De indeling van de Bijbel naar de zeven bedelingen

De indeling van de Bijbel naar de zeven bedelingen.
Naar: Dr. Scofield.

Een bedeling is een periode van tijd, waarin God Zich op een bijzondere wijze bezig houdt met de mensen in betrekking tot zonde en verantwoordelijkheid van de mens.

Twee voorbeelden:

  • De Bedeling der onschuld, waarin Adam en Eva verantwoordelijk gesteld werden om hun onschuld te bewaren door zich te onthouden van de vrucht van de boom der kennis van goed en kwaad.

OVERZICHT:

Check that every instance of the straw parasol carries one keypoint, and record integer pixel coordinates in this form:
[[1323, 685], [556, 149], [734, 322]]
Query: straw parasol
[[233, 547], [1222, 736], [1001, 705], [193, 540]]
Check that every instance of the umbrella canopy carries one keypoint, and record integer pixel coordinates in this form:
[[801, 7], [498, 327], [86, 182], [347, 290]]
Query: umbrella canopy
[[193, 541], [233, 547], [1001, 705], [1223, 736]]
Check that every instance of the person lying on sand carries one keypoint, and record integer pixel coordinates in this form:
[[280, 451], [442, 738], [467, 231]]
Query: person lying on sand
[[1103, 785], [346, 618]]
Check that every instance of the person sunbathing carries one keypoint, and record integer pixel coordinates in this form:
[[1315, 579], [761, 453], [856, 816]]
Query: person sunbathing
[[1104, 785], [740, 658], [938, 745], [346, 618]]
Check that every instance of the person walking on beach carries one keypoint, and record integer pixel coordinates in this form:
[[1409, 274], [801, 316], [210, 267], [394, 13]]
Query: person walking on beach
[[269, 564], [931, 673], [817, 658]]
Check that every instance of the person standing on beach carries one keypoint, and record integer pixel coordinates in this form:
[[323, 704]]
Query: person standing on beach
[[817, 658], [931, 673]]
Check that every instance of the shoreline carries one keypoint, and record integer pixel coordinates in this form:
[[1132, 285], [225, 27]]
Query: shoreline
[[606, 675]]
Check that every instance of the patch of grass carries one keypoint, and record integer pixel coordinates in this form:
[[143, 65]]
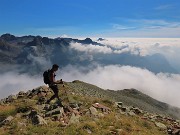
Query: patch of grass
[[5, 111]]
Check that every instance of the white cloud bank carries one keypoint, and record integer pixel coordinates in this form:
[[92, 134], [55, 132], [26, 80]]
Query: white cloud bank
[[164, 87], [12, 83]]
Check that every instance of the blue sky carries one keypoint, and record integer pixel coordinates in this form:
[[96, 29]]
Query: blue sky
[[91, 18]]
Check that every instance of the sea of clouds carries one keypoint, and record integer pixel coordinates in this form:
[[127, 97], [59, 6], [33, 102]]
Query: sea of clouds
[[162, 86]]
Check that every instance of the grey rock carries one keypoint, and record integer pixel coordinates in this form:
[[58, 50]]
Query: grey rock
[[93, 111], [58, 110], [7, 120], [74, 119], [160, 125], [40, 120]]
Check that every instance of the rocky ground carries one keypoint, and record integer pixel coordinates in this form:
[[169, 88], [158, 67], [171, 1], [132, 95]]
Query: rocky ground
[[27, 113]]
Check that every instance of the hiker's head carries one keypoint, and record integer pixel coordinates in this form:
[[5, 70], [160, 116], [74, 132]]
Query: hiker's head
[[55, 67]]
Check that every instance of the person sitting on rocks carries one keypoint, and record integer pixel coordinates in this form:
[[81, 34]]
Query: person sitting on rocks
[[53, 84]]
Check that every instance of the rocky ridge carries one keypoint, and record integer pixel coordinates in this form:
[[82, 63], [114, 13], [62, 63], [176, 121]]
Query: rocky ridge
[[83, 113]]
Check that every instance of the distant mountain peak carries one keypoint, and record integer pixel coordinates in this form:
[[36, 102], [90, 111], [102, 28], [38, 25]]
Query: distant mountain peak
[[8, 37]]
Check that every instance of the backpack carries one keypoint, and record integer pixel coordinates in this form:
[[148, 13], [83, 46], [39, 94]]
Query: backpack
[[46, 76]]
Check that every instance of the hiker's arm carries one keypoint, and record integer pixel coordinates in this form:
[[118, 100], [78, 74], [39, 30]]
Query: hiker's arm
[[52, 79]]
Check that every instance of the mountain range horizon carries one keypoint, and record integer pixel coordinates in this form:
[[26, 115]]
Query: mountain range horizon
[[137, 64]]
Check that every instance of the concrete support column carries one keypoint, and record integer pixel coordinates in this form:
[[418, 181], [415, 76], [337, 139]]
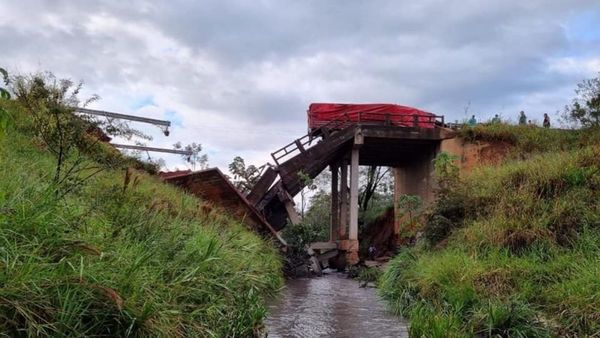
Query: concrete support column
[[343, 201], [353, 235], [335, 204]]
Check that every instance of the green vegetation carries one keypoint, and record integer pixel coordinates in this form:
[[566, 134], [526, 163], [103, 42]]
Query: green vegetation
[[509, 251], [119, 253]]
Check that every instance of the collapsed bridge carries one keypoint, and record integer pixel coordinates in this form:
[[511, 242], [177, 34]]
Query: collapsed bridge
[[341, 137]]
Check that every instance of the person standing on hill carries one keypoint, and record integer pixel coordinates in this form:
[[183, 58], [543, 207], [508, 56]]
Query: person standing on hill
[[522, 118], [472, 121], [546, 121]]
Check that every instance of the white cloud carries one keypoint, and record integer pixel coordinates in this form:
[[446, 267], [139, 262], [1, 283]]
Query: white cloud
[[240, 75]]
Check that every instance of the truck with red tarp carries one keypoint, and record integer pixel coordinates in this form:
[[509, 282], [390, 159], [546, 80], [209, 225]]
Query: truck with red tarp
[[342, 114]]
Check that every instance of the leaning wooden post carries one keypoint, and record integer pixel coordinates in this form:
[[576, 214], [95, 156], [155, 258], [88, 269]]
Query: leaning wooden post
[[335, 204], [343, 201]]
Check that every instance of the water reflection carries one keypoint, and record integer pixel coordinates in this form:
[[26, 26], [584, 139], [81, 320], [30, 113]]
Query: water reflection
[[331, 306]]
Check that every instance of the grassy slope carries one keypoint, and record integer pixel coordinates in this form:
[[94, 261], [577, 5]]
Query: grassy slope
[[524, 260], [144, 261]]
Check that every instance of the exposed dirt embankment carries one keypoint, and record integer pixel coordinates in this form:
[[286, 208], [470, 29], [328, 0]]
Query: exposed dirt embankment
[[472, 154]]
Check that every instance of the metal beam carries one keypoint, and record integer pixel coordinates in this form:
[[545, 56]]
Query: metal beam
[[159, 150], [123, 116]]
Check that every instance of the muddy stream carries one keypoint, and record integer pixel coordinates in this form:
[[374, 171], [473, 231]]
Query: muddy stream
[[331, 306]]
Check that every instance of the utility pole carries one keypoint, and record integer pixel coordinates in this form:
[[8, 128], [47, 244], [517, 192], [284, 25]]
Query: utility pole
[[164, 125]]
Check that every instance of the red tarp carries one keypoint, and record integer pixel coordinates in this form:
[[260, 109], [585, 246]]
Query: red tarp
[[320, 114]]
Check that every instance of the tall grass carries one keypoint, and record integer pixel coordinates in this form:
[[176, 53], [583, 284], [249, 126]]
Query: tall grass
[[523, 259], [114, 259]]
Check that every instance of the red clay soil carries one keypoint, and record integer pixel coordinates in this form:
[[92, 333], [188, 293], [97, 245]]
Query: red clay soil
[[381, 234]]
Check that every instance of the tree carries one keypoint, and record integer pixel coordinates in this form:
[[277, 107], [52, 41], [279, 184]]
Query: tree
[[376, 179], [244, 178], [585, 108], [195, 159], [71, 138]]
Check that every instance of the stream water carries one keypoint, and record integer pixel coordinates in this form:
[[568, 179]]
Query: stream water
[[331, 306]]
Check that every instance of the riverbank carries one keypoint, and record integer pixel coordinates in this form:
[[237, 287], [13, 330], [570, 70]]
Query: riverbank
[[116, 252], [510, 250]]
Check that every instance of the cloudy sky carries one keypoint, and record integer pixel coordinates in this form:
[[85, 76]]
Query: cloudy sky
[[238, 76]]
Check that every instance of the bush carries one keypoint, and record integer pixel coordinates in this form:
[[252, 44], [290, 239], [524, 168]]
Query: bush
[[520, 249]]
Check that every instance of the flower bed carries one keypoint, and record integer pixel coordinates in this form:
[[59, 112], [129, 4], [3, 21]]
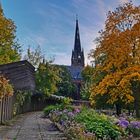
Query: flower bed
[[85, 124]]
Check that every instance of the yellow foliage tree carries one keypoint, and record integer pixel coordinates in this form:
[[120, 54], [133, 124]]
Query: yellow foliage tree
[[119, 46]]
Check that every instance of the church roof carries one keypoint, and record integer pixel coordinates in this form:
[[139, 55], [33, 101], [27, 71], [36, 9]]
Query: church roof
[[75, 72]]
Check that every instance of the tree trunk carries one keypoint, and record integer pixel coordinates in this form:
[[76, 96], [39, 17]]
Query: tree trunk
[[118, 109], [136, 93]]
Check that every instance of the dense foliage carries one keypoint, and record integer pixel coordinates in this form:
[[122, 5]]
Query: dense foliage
[[35, 56], [118, 56], [9, 48], [65, 86], [84, 123], [6, 88], [47, 77]]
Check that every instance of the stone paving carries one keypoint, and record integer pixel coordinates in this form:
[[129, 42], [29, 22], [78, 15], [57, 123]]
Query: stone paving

UIT TE VOEREN OPDRACHT: Hoe wordt een bedeling omschreven in de tekst over de zeven bedelingen?

UITKOMST OEFENING: Als een periode van tijd waarin God Zich op een bijzondere wijze bezighoudt met de mensen in betrekking tot zonde en verantwoordelijkheid van de mens.